PASSAGE
* start *

To reach a broader audience, this article has been translated from Japanese.
You can find the original version here.

Introduction

So far, we've primarily explored the following methods for "estimating the characteristics of a population":

Estimating the population mean or population proportion from a sample
The "standard error (SE)" indicating the variability of the estimate
The "confidence interval" quantifying statistical uncertainty

All of these concern the question, "How precisely can we say something about the population?"—that is, estimation.
In contrast, the tool for statistically determining "yes or no" is what we'll cover here: hypothesis testing.

In the 12th installment of "Let's Talk About Statistics," we'll explain the basic mechanism of hypothesis testing using practical examples such as quality improvement and A/B testing.

What is Hypothesis Testing?

So far, we've been performing "estimation" based on means and proportions.
For example, estimating the population mean from a sample mean, or calculating a confidence interval and thinking, "The true value might lie within this range."

However, in real-world practice, aren't questions like these far more common?

"There's a difference in the numbers between Option A and Option B... but does that actually mean anything?"
"They say review time improved, but couldn't that just be due to chance?"
"Can we say the results of this experiment are reproducible?"

In such cases, when we want to judge "Is this just random variation or a real difference?", we use hypothesis testing—a tool to determine whether a difference could be due to chance.
This is the standard method to statistically verify whether a numerical difference is truly meaningful.

Concept and Structure of Hypothesis Testing

Hypothesis testing is a statistically systematized approach for determining whether an observation falls within a range explainable by chance or represents a difference that cannot be attributed to chance.

In hypothesis testing, we start with the assumption of "no difference" or "no effect"; this is called the null hypothesis ( $H_0$ ).
Against this, the claim of "there is a difference" or "there is an effect" is the alternative hypothesis ( $H_1$ ).

● Basic Structure of Hypothesis Testing

The basic steps of a test are:

Formulate the null hypothesis $H_0$
Example: "There is no difference in bug detection rates between the new and old tools."
Formulate the alternative hypothesis $H_1$
Example: "The bug detection rate of the new tool is higher than that of the old tool."
Evaluate how "extreme" the observed data is under $H_0$ by calculating a probability (the p-value).
If that probability is very small (i.e., the outcome is unlikely to occur by chance), reject $H_0$ .

* end *

STATED EXERCISE 1
Echo all of the extracted rows below word for word.
The hypothesis testing article and the extracted rows are unrelated to each other.

[Extracted records]
* start *

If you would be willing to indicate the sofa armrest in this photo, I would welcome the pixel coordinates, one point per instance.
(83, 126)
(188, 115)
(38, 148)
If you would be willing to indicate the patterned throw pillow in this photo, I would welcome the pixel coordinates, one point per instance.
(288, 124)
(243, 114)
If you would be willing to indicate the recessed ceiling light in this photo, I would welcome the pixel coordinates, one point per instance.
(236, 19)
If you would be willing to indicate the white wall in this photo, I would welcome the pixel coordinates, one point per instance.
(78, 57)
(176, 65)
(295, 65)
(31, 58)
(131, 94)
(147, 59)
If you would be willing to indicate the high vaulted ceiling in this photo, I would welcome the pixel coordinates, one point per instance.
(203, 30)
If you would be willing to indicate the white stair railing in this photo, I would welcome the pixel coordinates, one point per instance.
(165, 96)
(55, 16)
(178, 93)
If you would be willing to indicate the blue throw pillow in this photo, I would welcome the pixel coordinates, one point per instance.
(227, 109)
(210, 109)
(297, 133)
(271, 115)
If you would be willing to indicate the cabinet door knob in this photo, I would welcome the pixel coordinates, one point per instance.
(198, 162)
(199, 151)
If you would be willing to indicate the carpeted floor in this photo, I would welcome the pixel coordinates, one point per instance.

* end *

STATED EXERCISE 2
Rewrite the paragraph of the hypothesis testing article that begins "In hypothesis testing, we start with" as a short list that keeps its main facts.

FULL ANSWER 1
If you would be willing to indicate the sofa armrest in this photo, I would welcome the pixel coordinates, one point per instance.
(83, 126)
(188, 115)
(38, 148)
If you would be willing to indicate the patterned throw pillow in this photo, I would welcome the pixel coordinates, one point per instance.
(288, 124)
(243, 114)
If you would be willing to indicate the recessed ceiling light in this photo, I would welcome the pixel coordinates, one point per instance.
(236, 19)
If you would be willing to indicate the white wall in this photo, I would welcome the pixel coordinates, one point per instance.
(78, 57)
(176, 65)
(295, 65)
(31, 58)
(131, 94)
(147, 59)
If you would be willing to indicate the high vaulted ceiling in this photo, I would welcome the pixel coordinates, one point per instance.
(203, 30)
If you would be willing to indicate the white stair railing in this photo, I would welcome the pixel coordinates, one point per instance.
(165, 96)
(55, 16)
(178, 93)
If you would be willing to indicate the blue throw pillow in this photo, I would welcome the pixel coordinates, one point per instance.
(227, 109)
(210, 109)
(297, 133)
(271, 115)
If you would be willing to indicate the cabinet door knob in this photo, I would welcome the pixel coordinates, one point per instance.
(198, 162)
(199, 151)
If you would be willing to indicate the carpeted floor in this photo, I would welcome the pixel coordinates, one point per instance.

FULL ANSWER 2
- Null hypothesis ($H_0$): the starting assumption of "no difference" or "no effect."
- Alternative hypothesis ($H_1$): the opposing claim that "there is a difference" or "there is an effect."